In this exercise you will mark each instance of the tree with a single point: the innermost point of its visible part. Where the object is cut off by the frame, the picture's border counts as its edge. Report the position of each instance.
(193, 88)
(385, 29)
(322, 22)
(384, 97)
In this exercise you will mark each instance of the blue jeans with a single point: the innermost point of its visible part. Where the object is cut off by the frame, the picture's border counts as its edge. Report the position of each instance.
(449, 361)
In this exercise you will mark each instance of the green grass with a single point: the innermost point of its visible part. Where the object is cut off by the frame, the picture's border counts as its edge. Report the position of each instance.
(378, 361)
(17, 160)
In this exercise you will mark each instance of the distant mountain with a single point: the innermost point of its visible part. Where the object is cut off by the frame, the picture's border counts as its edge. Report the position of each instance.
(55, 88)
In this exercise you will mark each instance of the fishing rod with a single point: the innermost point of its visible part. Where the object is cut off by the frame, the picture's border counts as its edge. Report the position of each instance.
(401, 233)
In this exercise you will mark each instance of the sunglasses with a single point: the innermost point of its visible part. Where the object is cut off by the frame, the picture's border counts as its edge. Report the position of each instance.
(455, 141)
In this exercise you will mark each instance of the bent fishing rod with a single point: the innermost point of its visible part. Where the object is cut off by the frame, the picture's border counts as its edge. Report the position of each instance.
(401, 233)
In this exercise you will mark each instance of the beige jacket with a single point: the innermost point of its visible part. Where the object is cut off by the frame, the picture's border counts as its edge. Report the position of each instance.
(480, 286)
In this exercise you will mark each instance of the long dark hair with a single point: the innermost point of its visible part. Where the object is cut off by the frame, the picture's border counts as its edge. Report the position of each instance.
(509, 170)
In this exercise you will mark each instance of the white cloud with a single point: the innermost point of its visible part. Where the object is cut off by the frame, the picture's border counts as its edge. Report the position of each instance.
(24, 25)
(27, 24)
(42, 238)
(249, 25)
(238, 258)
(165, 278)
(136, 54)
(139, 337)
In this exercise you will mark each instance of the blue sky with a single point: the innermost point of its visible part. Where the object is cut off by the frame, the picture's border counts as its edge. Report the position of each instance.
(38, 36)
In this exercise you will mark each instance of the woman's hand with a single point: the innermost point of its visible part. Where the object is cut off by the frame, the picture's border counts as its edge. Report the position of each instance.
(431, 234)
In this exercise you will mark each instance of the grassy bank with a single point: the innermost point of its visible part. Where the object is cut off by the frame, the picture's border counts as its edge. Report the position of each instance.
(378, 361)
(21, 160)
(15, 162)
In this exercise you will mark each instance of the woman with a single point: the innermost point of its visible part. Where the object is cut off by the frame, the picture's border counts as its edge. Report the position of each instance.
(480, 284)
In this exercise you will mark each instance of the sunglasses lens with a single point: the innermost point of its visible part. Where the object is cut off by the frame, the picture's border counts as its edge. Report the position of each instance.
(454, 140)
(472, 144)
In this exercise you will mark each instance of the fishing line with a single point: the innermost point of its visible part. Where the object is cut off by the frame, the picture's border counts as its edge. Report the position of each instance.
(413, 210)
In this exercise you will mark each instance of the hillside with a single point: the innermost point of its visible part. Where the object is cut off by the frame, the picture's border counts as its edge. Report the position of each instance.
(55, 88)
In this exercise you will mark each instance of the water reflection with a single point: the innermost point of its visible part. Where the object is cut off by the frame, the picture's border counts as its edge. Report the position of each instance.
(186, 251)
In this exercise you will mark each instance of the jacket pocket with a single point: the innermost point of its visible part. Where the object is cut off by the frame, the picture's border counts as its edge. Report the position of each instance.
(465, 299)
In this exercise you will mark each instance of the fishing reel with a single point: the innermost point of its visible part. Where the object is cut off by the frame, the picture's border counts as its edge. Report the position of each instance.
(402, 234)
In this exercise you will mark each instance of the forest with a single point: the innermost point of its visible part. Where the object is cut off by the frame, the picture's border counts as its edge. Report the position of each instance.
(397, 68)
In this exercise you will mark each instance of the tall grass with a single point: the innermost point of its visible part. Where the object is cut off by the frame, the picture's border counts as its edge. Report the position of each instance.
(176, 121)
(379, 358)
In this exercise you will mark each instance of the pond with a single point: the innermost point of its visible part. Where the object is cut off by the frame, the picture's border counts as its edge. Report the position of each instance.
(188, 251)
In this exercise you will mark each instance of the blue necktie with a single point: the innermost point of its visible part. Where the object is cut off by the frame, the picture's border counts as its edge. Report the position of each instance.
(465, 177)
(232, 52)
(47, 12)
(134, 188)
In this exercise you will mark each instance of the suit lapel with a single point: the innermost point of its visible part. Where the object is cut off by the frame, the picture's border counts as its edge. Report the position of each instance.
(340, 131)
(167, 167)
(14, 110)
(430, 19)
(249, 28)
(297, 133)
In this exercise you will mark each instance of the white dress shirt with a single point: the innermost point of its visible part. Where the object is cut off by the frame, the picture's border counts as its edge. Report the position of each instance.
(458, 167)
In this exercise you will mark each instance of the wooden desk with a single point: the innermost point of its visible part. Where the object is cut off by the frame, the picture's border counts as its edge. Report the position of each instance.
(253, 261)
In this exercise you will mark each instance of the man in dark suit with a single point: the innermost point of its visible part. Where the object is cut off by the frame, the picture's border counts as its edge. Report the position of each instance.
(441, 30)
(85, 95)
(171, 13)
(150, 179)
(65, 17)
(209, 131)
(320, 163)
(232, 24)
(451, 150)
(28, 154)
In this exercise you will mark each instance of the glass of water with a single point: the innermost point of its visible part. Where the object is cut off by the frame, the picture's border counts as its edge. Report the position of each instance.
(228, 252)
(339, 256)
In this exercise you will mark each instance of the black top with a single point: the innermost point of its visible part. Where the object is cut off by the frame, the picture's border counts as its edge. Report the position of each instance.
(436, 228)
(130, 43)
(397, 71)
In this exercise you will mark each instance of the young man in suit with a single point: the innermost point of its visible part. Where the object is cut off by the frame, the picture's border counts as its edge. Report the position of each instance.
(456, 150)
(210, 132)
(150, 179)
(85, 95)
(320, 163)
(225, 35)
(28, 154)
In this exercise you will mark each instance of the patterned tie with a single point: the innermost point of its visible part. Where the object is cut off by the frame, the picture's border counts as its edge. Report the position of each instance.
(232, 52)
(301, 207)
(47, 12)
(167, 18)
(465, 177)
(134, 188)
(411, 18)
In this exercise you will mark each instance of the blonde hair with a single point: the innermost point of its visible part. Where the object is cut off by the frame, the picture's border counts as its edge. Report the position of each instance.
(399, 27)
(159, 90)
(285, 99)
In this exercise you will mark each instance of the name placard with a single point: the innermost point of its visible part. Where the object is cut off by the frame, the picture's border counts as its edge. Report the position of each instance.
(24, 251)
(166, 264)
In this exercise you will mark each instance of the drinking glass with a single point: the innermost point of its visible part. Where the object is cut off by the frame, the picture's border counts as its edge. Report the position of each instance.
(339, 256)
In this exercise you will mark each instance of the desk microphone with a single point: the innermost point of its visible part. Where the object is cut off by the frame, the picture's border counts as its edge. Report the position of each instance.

| REQUIRED ACTION |
Without changing a word, write out each entry again.

| REPLY |
In this exercise you will mark each instance of the tree with a single point: the innermost point of its visible part. Where the object is cut off by the frame, the picture's border counts as its edge. Report the position of each instance.
(193, 88)
(385, 29)
(322, 22)
(384, 97)
In this exercise you will mark each instance of the blue jeans with a single point: the innermost point of its visible part. Where the object is cut off by the frame, the picture's border counts as its edge. Report the position of each instance.
(449, 361)
In this exercise you will mark each instance of the green grass with a single point: the innermost point of its visible part. Where the object is cut off by the frame, the picture's border counts as its edge. Report the position of each instance.
(378, 361)
(17, 160)
In this exercise you will mark each instance of the distant mountain with a single point: the innermost point of its visible part. Where the object is cut off by the frame, the picture's border counts as its edge. Report the position of each instance.
(55, 88)
In this exercise you will mark each instance of the fishing rod with a single point: the innermost point of its visible part. Where the object is cut off by the frame, the picture's border counts as its edge. Report the position of each instance.
(401, 233)
In this exercise you will mark each instance of the sunglasses with a single point: the innermost point of its visible part. Where the object is cut off by the frame, the picture's border counts as its edge. Report the position of each instance.
(455, 141)
In this exercise you will mark each instance of the bent fishing rod with a single point: the innermost point of its visible part. Where the object is cut off by the frame, the picture's border counts as its edge. Report the position of each instance.
(401, 233)
In this exercise you will mark each instance of the beige jacket with a single point: the innermost point of its visible part. Where the object is cut off by the frame, the picture's border counts as its edge. Report the position of each instance.
(480, 286)
In this exercise you will mark each instance of the long dark hair with a single point: the innermost point of its visible part. Where the object is cut off by the frame, the picture's border counts as its edge. Report the position of each instance.
(509, 170)
In this exercise you will mark each instance of the white cloud with a single point: the innermost point of its visible part. Where the object is cut off by the frame, the picture's border counts as its edge. Report the position of each instance.
(24, 25)
(27, 24)
(42, 238)
(249, 25)
(238, 258)
(165, 278)
(136, 54)
(139, 337)
In this exercise you will mark each instance of the blue sky with a single point: the innermost point of its visible part. Where the object is cut off by the frame, the picture's border counts as its edge. Report the position of each instance.
(38, 36)
In this exercise you will mark each instance of the woman's hand with a single point: the innermost point of its visible part. Where the object is cut off by the frame, the picture's border counts as its edge. Report the position of each instance.
(431, 234)
In this exercise you will mark each instance of the grassy bank with a single point: the innermost point of its visible part. Where the object is cut off by the frame, the picture's border counts as its edge. Report the position of each instance.
(378, 361)
(21, 160)
(15, 162)
In this exercise you will mark each instance of the woman with a single point: the innermost point of its visible part. Where the object is cut off by the frame, the picture's border counts as its edge. Report the position of each instance.
(480, 284)
In this exercise you will mark each instance of the sunglasses lens with a single point: the innermost point of its visible part. Where the object is cut off by the frame, the picture's border counts as its edge. Report the position of each instance.
(454, 140)
(472, 144)
In this exercise you will mark each instance of the fishing line with a single point: the innermost point of its visible part. Where the object is cut off by the frame, the picture's border counts as its edge. Report the position of each instance.
(413, 210)
In this exercise you will mark each instance of the hillside with a single point: the innermost point of its visible part. Where the object is cut off by the frame, the picture's border counts as its edge. Report the position of each instance.
(55, 88)
In this exercise you will mark each instance of the water reflection with a single point: the innermost point of its visible part. Where the object is cut off by the frame, the picture's border counts as its edge. Report the position of each instance.
(186, 251)
In this exercise you will mark each instance of the jacket pocket with a single point: the innermost point of its visible part. Where the object is cut off by the frame, the picture's border counts as its edge. Report the position of each instance.
(465, 299)
In this exercise you will mark each instance of the fishing reel with a single point: the innermost point of its visible part. Where the object is cut off by the frame, the picture's border counts as its edge. Report the position of each instance.
(402, 234)
In this exercise you will mark each instance of the forest with a single point: the innermost point of its visible part. Where the object is cut off by the frame, the picture's border counts as its edge. Report the position of each instance.
(397, 68)
In this exercise you will mark each instance of the tall grass with a single point: the innermost point of its visible part. Where the object is cut off by the frame, the picture's border counts as its edge. Report the position of each instance.
(176, 121)
(379, 358)
In this exercise you will mark each instance of the pond with a single point: the innermost point of its visible part. Where the object is cut off by the frame, the picture's border counts as its edge. Report the position of each instance.
(188, 251)
In this exercise you will mark each instance of the blue necktie with a single point: the innermost point of its visible part. Where the object is cut off by the frame, the picture's border counts as its edge. Report the position of each instance.
(465, 177)
(232, 52)
(47, 12)
(134, 188)
In this exercise you will mark each instance of the suit lapel with a single point: the innermost point of its visible part. Where the object is cut off by the frame, the picture's border counts as its edge. Report the position of each instance.
(340, 131)
(167, 167)
(14, 110)
(430, 19)
(249, 28)
(297, 133)
In this exercise you will mark each instance of the white dress shirt with a single point: the innermost point of its visible part. Where the object is cut off by the frame, the picture's border counts as its edge. Report the position of each instance.
(458, 167)
In this exercise you will mark each instance of the wooden desk with a single point: the innermost point of its visible part. Where the object is cut off by the frame, the picture's border counts as its edge. Report the position of each instance.
(253, 261)
In this exercise you will mark each instance of the man in dark suit with a single point: the innermost point of its visible part. Where the object is cut off by the frame, the picture's border counts as its edge. Report the position of each instance.
(441, 30)
(85, 95)
(171, 13)
(150, 179)
(65, 17)
(209, 131)
(320, 163)
(232, 24)
(451, 150)
(28, 154)
In this exercise you will mark each instance of the glass of water with a single point: the innermost point of its visible part. Where the object is cut off by the frame, the picture's border counts as its edge. Report the position of each instance.
(228, 252)
(339, 256)
In this exercise you will mark each instance of the black top with a single point: the innermost point of its visible part. Where the object is cut off by the frame, the picture's border counts as its edge. Report the position of each instance.
(436, 228)
(130, 43)
(397, 71)
In this exercise you will mark each instance of the young man in suit with a single point: the innermost point of its visible part. Where the object is cut off by the frame, the picture's border counts as its edge. Report the position of each instance.
(456, 150)
(210, 132)
(150, 179)
(85, 95)
(320, 163)
(225, 35)
(28, 154)
In this exercise you will mark each instance of the patterned tie with a single point: the innermost point of its visible part. Where the object is cut off by the frame, the picture's border counts as its edge. Report the position of each instance.
(232, 52)
(301, 207)
(47, 12)
(167, 18)
(465, 177)
(134, 188)
(411, 18)
In this exercise you will mark each instance of the blonde hair with a single point: the innermost point of its visible part. Where the object is cut off by the frame, the picture's border counts as its edge. Report the position of each instance.
(399, 27)
(159, 90)
(285, 99)
In this exercise you will mark each instance of the name placard with a single point: the innermost point of its visible part. Where the object is cut off by the frame, the picture's border counts as its edge. Report the position of each instance.
(24, 251)
(166, 264)
In this exercise you will mark each instance of the drinking glass with a single point: the innermost point of its visible part. Where the object is cut off by the frame, the picture's border counts as its edge. Report the position of each instance.
(339, 256)
In this exercise you will mark each instance of the desk microphone with a single point: the innermost point of its visible part. Where the object is cut off by the frame, the picture's border counts as its edge. Report the position of each instance.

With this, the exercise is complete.